ABOUT THIS TASK ▸ The answer should contain each record below, repeated exactly.

Collected data entries:
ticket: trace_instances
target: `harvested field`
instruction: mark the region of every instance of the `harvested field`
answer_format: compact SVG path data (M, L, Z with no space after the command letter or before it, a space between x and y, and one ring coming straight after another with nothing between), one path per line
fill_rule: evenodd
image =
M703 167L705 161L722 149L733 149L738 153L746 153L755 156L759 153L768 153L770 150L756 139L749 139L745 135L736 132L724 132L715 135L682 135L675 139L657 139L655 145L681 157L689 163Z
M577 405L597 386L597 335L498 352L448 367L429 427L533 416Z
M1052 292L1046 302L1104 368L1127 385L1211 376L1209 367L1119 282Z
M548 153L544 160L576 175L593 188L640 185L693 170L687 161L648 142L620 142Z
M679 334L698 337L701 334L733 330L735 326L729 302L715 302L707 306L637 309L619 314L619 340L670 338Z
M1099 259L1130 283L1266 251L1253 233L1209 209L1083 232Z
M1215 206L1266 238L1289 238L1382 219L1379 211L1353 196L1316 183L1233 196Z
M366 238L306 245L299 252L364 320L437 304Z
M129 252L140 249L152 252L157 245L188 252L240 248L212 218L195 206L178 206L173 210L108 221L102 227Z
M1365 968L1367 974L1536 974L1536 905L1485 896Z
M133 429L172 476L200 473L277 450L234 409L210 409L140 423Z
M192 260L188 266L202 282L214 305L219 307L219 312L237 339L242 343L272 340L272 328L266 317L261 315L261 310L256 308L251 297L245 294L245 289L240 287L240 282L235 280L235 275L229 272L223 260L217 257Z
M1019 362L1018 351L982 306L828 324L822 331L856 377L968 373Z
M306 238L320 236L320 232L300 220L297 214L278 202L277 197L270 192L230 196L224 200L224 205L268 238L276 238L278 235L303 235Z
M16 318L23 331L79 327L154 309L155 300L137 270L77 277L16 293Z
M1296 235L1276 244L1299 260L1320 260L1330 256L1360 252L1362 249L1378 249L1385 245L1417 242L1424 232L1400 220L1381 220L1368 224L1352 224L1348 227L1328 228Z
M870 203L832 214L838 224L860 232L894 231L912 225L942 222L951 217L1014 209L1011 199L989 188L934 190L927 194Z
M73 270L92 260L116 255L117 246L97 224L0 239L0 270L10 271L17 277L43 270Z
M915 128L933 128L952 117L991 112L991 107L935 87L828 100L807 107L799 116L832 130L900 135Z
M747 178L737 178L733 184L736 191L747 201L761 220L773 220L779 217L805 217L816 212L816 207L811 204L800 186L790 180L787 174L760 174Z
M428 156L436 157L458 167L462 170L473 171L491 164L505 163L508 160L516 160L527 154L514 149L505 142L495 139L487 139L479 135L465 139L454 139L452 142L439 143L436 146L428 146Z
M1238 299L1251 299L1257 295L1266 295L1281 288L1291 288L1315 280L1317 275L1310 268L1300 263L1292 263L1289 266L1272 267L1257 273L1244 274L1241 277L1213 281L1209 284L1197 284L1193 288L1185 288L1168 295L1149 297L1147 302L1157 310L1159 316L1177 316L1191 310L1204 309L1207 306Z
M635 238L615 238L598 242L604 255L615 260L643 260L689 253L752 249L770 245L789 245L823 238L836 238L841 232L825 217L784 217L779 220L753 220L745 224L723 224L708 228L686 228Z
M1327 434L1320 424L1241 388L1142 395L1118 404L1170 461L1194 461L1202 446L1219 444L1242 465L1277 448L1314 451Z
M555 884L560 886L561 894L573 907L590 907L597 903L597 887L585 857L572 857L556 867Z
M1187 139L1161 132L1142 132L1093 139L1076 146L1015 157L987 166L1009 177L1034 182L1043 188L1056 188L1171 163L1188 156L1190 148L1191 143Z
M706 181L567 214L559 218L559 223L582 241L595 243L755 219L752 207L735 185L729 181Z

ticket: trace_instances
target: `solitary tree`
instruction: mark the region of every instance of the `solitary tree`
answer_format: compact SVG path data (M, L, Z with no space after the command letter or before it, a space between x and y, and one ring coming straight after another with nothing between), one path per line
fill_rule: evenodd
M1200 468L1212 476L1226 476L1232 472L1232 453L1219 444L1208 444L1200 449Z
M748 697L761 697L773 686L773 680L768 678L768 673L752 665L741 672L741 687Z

ANSWER TO THE PROBLEM ▸
ticket: trace_instances
target: `harvested field`
instruction: mark the region of every instance of the `harvested field`
answer_format: compact SVG path data (M, L, Z with no space after the command letter or before it, a space between x and y, and one ring coming straight after another with nothing between), one path per line
fill_rule: evenodd
image =
M703 167L705 161L722 149L733 149L738 153L746 153L755 156L759 153L768 153L770 150L756 139L749 139L745 135L736 132L724 132L715 135L682 135L675 139L657 139L655 145L681 157L689 163Z
M577 405L597 386L597 335L498 352L448 367L429 427L533 416Z
M1052 292L1046 302L1104 368L1127 385L1211 376L1209 367L1119 282Z
M548 153L544 160L576 175L593 188L640 185L693 170L687 161L648 142L620 142Z
M679 334L698 337L701 334L733 330L735 326L729 302L715 302L707 306L637 309L619 314L619 340L670 338Z
M1099 259L1130 283L1266 251L1253 233L1209 209L1083 232Z
M1215 206L1266 238L1289 238L1382 219L1379 211L1353 196L1316 183L1233 196Z
M366 238L306 245L299 252L364 320L437 304Z
M129 252L140 249L152 252L157 245L188 252L240 248L212 218L195 206L178 206L173 210L108 221L102 227Z
M1365 968L1367 974L1536 974L1536 905L1485 896Z
M133 429L172 476L200 473L277 450L234 409L210 409L140 423Z
M192 260L188 266L202 282L214 305L219 307L219 312L237 339L242 343L272 340L272 328L266 317L261 315L261 310L256 308L251 297L245 294L245 289L240 287L240 282L235 280L235 275L229 272L223 260L217 257Z
M1019 362L1018 351L982 306L828 324L822 331L856 377L968 373Z
M306 238L320 236L320 232L300 220L297 214L278 202L277 197L270 192L230 196L224 200L224 205L268 238L276 238L278 235L303 235Z
M16 318L23 331L79 327L154 309L155 300L137 270L77 277L16 293Z
M1296 235L1276 244L1299 260L1320 260L1330 256L1360 252L1362 249L1378 249L1385 245L1417 242L1424 232L1400 220L1381 220L1368 224L1352 224L1348 227L1328 228Z
M870 203L832 214L838 224L860 232L894 231L912 225L942 222L951 217L1014 209L1011 199L989 188L934 190L927 194Z
M73 270L92 260L116 255L117 246L97 224L0 239L0 270L10 271L17 277L43 270Z
M915 128L933 128L952 117L991 112L991 107L935 87L828 100L807 107L799 116L832 130L900 135Z
M747 178L737 178L733 184L736 191L747 201L761 220L773 220L779 217L805 217L816 212L816 207L811 204L800 186L790 180L787 174L760 174Z
M428 156L436 157L458 167L462 170L473 171L491 164L505 163L508 160L516 160L527 154L514 149L505 142L495 139L487 139L479 135L465 139L454 139L452 142L439 143L436 146L428 146Z
M1238 299L1251 299L1257 295L1266 295L1281 288L1291 288L1315 280L1317 275L1310 268L1300 263L1292 263L1289 266L1272 267L1257 273L1244 274L1241 277L1213 281L1209 284L1197 284L1193 288L1185 288L1168 295L1149 297L1147 302L1157 310L1159 316L1177 316L1191 310L1204 309L1207 306Z
M635 238L615 238L598 242L604 255L615 260L643 260L689 253L752 249L770 245L789 245L823 238L836 238L841 232L825 217L784 217L779 220L753 220L745 224L723 224L708 228L686 228Z
M1327 434L1320 424L1241 388L1142 395L1118 404L1170 461L1194 461L1202 446L1219 444L1242 465L1277 448L1314 451Z
M555 884L560 886L561 894L573 907L590 907L597 903L597 887L585 857L572 857L556 867Z
M1187 139L1161 132L1142 132L1093 139L1076 146L1015 157L987 166L1009 177L1034 182L1043 188L1056 188L1171 163L1188 156L1190 148L1191 143Z
M706 181L567 214L559 218L559 223L582 241L595 243L755 219L752 207L735 185L729 181Z

ticket: trace_instances
target: `solitary tree`
instruction: mark the region of every instance of the `solitary tree`
answer_format: compact SVG path data (M, L, Z with no space after the command letter or before it, a space between x and y, and one ring coming straight after another with nothing between), one path per line
fill_rule: evenodd
M1200 468L1212 476L1226 476L1232 472L1232 453L1219 444L1208 444L1200 449Z
M748 697L761 697L773 686L773 680L768 678L768 673L752 665L741 672L741 687Z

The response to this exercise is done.